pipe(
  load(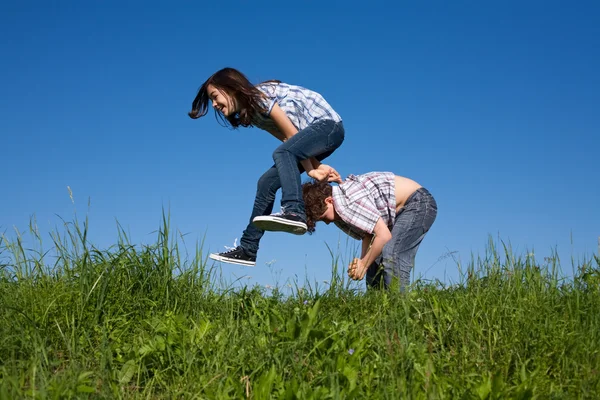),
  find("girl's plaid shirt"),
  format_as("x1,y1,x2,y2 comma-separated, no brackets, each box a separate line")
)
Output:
332,172,396,240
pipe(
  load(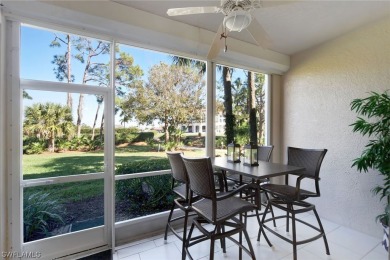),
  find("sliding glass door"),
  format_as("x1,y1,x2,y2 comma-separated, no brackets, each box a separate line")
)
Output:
8,22,114,258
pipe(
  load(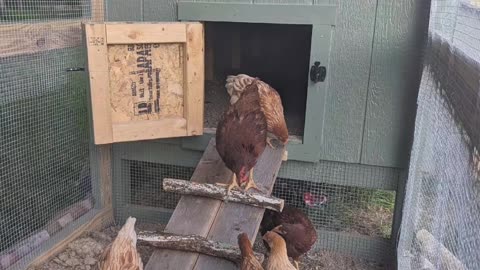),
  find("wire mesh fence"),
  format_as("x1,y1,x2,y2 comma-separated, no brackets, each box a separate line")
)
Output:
0,0,100,269
397,0,480,269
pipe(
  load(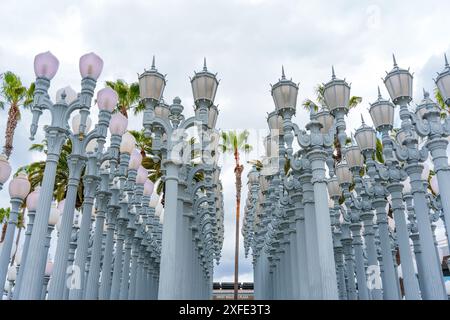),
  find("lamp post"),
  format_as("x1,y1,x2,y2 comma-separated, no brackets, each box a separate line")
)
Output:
48,87,118,299
19,52,103,300
355,119,400,300
69,112,128,300
14,186,41,298
139,59,218,299
369,88,420,300
335,161,369,300
384,57,447,299
0,172,30,287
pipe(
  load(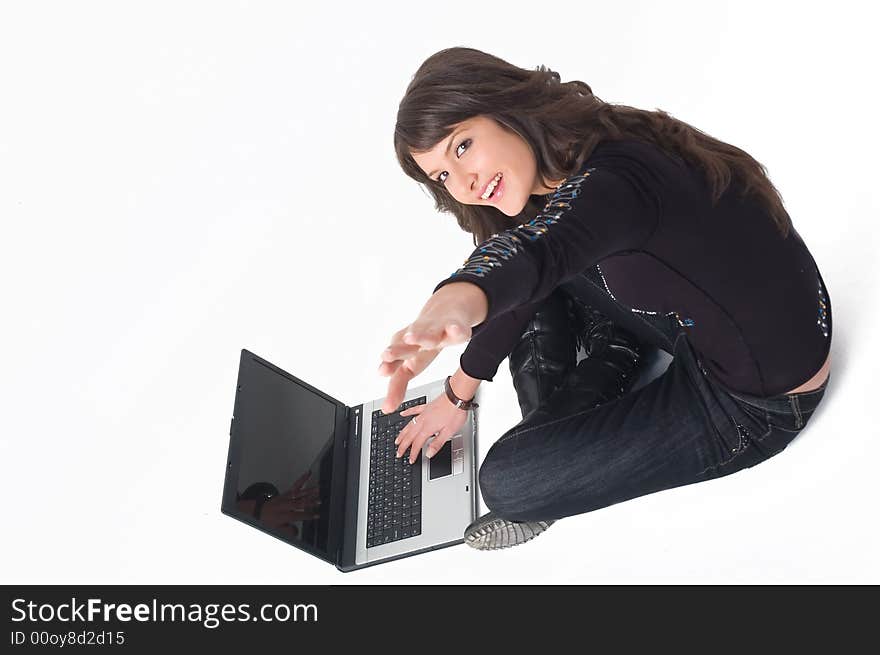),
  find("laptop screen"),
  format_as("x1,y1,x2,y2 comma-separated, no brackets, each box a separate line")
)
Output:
232,357,337,561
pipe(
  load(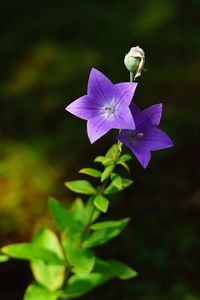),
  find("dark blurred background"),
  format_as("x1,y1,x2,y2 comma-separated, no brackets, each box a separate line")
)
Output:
0,0,200,300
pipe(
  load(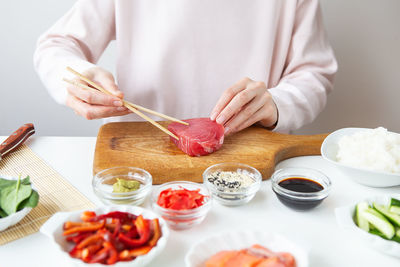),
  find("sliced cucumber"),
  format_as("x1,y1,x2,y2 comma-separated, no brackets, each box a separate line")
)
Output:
389,198,400,215
390,198,400,207
389,206,400,215
369,229,387,239
355,202,369,232
373,203,400,227
361,208,395,239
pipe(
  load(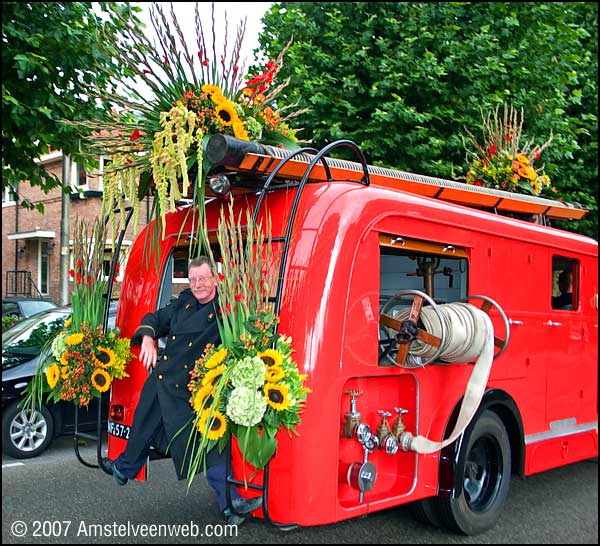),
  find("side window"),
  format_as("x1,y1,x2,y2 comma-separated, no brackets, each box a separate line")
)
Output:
552,254,579,311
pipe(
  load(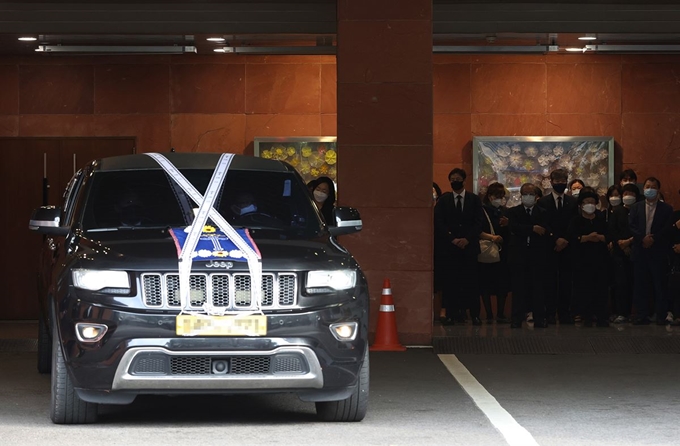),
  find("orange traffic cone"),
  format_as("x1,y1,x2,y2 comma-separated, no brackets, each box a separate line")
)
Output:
371,279,406,352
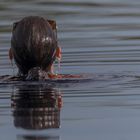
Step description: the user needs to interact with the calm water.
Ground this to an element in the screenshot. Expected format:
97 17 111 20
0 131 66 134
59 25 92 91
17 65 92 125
0 0 140 140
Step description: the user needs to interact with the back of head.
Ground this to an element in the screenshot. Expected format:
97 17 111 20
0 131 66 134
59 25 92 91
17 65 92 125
11 16 57 74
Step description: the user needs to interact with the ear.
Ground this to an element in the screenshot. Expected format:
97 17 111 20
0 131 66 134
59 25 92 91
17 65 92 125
13 22 19 30
47 20 57 30
55 47 62 61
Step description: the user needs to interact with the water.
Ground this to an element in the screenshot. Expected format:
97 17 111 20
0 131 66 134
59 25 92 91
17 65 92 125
0 0 140 140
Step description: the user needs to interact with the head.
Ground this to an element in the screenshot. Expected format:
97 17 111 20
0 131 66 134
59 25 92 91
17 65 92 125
10 16 59 75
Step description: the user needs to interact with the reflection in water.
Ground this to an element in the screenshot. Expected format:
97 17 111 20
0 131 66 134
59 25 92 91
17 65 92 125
17 135 59 140
11 85 62 129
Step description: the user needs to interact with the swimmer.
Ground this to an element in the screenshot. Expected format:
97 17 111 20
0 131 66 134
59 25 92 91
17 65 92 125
9 16 82 80
9 16 61 79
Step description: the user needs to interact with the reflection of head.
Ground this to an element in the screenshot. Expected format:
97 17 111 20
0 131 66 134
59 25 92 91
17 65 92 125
11 85 62 129
17 135 59 140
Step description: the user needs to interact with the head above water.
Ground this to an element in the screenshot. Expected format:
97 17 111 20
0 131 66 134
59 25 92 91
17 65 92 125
11 16 61 75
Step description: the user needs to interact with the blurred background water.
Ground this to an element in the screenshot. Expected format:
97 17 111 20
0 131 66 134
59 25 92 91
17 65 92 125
0 0 140 140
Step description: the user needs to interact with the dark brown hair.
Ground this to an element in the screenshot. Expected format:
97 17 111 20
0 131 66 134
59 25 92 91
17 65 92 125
11 16 57 74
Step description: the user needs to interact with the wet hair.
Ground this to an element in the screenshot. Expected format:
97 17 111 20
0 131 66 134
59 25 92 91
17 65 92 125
11 16 57 75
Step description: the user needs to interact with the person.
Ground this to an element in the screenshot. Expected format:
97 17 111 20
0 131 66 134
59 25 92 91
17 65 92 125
9 16 62 80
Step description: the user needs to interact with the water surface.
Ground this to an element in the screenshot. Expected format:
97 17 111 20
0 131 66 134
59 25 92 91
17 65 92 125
0 0 140 140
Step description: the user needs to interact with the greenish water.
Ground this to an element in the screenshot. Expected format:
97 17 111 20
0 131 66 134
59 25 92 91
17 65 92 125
0 0 140 140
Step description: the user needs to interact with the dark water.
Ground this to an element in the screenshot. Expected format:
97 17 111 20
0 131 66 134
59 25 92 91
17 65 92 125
0 0 140 140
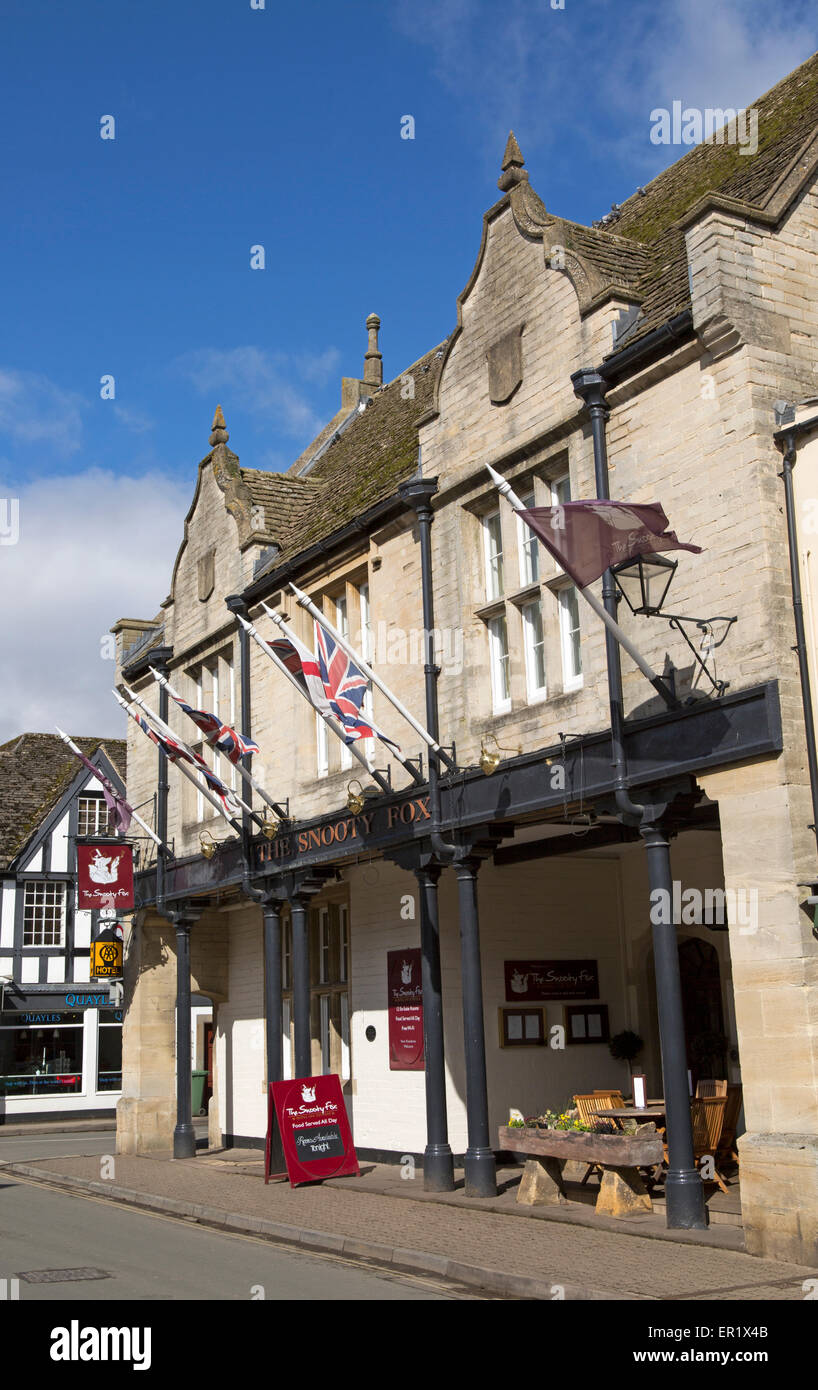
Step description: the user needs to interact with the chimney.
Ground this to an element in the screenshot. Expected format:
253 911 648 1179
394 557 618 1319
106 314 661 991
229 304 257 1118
363 314 384 389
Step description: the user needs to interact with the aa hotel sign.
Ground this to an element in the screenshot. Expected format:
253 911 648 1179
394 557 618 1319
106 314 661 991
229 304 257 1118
257 796 430 865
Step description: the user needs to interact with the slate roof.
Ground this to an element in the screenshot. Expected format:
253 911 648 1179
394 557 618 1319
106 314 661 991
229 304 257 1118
242 342 445 581
595 53 818 348
197 54 818 574
0 734 127 869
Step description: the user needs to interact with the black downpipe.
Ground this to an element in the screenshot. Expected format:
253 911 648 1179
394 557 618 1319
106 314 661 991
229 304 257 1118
570 368 707 1230
780 431 818 847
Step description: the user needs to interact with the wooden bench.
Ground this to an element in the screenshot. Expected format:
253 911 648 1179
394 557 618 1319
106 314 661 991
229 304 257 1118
498 1125 662 1216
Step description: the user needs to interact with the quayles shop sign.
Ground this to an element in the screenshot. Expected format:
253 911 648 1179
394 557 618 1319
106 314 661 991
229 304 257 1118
256 796 431 865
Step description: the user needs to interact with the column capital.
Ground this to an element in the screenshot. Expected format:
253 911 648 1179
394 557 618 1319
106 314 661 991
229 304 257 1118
398 478 437 517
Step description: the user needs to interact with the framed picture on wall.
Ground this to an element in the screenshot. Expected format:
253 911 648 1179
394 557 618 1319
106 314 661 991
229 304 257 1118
565 1004 611 1045
497 1005 545 1047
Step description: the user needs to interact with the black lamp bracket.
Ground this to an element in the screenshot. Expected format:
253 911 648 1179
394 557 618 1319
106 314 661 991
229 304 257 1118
662 613 739 698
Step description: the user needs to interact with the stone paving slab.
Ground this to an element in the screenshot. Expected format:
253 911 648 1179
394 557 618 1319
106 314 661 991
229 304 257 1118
3 1155 818 1301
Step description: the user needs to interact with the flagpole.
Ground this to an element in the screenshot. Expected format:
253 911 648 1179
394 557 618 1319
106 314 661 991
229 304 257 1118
113 681 242 834
235 613 392 792
54 724 170 853
262 595 426 787
287 582 456 771
486 463 677 709
147 666 287 820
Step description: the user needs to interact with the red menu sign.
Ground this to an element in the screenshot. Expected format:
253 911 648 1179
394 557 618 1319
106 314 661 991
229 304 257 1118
77 840 134 910
387 947 426 1072
264 1072 359 1187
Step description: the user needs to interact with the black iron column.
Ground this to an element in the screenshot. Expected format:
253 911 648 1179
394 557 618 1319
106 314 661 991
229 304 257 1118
263 898 284 1084
455 855 497 1197
640 821 707 1230
289 895 313 1076
415 863 455 1193
171 910 196 1158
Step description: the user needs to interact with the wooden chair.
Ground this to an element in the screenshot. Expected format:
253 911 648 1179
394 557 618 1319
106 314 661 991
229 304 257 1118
573 1091 625 1187
696 1080 728 1101
716 1081 743 1163
665 1095 730 1195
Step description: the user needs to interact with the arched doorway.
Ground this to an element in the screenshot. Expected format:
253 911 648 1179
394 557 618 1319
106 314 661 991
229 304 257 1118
679 937 729 1086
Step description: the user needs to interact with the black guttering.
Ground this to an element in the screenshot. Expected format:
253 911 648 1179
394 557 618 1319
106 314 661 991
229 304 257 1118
595 309 696 386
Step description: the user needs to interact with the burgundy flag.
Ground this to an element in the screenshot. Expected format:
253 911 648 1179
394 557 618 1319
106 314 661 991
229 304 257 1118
518 499 701 589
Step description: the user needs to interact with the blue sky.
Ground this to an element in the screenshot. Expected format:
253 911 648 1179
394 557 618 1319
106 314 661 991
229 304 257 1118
0 0 818 738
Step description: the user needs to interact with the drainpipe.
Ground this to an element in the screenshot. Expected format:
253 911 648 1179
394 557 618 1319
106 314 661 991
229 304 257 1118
398 477 458 863
773 417 818 861
398 474 456 1193
570 367 707 1230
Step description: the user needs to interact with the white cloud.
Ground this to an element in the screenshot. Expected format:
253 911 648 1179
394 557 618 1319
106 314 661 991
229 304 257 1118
0 468 192 741
174 346 339 438
0 367 85 457
392 0 815 193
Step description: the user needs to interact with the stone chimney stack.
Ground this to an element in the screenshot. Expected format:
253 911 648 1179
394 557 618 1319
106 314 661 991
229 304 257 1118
363 314 384 389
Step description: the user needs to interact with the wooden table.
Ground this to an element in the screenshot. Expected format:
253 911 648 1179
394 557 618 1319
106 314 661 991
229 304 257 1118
498 1128 662 1216
591 1101 665 1122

- - - -

Repeat the records verbatim, from the line that contains "Step description: the user needs to interact with the drainpipe." through the line that contains "570 367 707 1230", including both of those lines.

## Written reply:
Step description: the user needs to interact with the drainpipe.
Ground this to an element in the screenshot. Expected format:
253 911 648 1179
394 557 618 1319
106 314 661 991
229 304 257 1118
398 477 458 863
773 417 818 861
398 474 456 1193
570 367 707 1230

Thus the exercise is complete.